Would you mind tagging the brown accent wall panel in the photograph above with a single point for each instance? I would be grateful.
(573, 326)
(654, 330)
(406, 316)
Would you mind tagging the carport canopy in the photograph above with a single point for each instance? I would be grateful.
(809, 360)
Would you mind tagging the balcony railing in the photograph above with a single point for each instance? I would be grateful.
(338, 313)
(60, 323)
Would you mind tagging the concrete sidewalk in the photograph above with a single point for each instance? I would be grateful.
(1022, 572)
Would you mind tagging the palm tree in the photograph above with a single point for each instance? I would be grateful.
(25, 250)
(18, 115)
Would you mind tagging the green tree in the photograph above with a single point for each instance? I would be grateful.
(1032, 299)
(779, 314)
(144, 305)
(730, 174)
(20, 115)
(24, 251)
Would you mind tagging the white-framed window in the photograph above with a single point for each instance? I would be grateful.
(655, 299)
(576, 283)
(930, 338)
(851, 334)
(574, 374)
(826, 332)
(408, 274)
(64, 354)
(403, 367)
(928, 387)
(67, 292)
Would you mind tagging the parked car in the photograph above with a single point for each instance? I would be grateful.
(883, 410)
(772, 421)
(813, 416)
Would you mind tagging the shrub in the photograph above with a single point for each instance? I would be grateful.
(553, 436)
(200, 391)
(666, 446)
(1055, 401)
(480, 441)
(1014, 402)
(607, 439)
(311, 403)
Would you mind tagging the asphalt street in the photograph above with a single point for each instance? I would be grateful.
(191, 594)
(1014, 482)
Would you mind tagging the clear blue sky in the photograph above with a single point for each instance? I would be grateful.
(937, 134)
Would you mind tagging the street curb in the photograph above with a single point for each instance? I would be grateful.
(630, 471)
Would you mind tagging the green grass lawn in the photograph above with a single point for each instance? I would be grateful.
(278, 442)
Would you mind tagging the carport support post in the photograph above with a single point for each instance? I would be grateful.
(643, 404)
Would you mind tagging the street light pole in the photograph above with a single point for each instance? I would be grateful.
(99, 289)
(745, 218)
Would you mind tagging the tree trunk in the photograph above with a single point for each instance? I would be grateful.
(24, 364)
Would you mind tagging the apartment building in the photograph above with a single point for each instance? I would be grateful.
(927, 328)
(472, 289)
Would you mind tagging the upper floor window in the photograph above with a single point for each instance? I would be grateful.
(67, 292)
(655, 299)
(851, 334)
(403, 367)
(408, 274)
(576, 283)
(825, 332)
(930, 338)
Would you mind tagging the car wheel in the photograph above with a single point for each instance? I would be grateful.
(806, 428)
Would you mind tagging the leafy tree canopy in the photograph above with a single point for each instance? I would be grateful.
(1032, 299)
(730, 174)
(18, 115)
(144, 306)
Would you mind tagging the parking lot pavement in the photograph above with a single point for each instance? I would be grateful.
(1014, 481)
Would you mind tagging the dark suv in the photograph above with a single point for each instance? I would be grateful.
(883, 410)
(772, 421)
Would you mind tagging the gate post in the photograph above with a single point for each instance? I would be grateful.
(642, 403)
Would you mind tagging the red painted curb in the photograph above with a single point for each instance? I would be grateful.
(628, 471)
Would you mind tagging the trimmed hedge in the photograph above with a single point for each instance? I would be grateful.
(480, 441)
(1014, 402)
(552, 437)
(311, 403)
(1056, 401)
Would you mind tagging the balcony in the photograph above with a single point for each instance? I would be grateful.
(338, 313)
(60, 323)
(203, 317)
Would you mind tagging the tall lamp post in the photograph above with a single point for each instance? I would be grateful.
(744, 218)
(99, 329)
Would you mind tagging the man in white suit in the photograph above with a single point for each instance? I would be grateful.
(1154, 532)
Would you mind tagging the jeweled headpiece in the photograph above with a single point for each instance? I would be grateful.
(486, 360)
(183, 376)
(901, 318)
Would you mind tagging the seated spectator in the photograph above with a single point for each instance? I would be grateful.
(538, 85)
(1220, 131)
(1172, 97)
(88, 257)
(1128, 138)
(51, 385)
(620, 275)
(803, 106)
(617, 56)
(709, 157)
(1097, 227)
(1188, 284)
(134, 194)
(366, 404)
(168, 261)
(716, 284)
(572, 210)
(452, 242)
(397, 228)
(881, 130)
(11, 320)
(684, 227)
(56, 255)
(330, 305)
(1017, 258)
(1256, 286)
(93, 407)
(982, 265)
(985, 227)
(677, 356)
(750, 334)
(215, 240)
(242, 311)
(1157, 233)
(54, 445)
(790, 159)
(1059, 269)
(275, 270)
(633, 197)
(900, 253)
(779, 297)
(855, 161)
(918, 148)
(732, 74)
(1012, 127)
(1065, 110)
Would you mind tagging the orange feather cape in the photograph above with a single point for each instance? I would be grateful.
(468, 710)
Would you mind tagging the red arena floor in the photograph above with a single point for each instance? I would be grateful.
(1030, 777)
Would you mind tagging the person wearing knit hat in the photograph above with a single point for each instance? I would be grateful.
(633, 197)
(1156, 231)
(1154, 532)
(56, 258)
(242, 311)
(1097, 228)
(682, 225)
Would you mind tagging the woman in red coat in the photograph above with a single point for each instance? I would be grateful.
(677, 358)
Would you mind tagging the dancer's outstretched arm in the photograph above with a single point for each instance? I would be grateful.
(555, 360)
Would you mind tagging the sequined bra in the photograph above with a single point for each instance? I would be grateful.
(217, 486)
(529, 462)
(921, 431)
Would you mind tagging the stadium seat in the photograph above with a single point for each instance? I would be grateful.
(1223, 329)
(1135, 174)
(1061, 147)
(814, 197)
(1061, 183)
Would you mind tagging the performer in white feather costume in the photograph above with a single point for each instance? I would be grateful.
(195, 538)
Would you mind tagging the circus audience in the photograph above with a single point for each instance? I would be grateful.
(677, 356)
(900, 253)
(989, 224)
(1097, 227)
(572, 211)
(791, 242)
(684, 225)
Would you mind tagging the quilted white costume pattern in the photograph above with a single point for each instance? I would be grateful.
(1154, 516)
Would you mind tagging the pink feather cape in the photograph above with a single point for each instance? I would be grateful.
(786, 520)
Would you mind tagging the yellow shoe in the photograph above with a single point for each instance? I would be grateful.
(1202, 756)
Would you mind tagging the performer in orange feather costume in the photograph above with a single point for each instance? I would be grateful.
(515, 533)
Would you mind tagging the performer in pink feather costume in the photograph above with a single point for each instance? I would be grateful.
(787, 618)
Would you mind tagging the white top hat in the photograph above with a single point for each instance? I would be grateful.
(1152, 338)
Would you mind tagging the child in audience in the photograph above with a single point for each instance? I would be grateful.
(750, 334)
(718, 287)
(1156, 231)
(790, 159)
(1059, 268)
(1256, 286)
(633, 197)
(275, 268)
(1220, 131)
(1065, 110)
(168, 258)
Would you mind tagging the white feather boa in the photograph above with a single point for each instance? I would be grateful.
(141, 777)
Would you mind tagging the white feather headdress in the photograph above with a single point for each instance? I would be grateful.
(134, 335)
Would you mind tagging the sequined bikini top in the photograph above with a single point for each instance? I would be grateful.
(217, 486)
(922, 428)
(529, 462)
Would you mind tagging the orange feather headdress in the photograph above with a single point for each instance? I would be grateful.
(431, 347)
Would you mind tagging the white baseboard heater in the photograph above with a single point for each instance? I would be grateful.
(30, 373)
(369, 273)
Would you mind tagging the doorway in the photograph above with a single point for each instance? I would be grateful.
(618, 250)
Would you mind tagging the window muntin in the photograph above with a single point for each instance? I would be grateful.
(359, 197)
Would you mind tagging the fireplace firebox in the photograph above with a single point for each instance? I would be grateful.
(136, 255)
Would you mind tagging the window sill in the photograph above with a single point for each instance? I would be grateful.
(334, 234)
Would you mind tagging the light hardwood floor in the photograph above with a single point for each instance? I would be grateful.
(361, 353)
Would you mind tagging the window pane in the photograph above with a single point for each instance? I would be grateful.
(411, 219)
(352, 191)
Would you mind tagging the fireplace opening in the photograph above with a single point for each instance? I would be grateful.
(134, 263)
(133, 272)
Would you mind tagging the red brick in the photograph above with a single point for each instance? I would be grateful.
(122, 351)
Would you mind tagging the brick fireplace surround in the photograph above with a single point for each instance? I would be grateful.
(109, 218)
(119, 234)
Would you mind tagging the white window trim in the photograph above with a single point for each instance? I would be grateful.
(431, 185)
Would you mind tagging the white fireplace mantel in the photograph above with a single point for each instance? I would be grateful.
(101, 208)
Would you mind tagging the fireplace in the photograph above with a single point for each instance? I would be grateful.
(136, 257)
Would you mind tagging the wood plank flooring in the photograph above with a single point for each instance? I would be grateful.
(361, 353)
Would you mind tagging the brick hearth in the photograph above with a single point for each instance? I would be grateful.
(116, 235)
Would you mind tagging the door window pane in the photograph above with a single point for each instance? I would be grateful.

· · · · ·

TASK PROMPT ▸
Can you return, unchanged, the lines of the listing above from its very first line through the line containing "(1022, 572)", both included?

FINAL ANSWER ▸
Would you mind tagging the brown accent wall panel in the photograph above with a single point for each instance? I would be grateful.
(573, 326)
(654, 330)
(406, 316)
Would you mind tagging the carport canopy in the photograph above with a single point for each instance? I would be grateful.
(809, 360)
Would you mind tagging the balcony railing in the photograph above with a single point for each instance? I would be grateful.
(338, 313)
(60, 323)
Would you mind tagging the concrete sidewalk in the photograph above with a single point for each instance? I would be grateful.
(1022, 572)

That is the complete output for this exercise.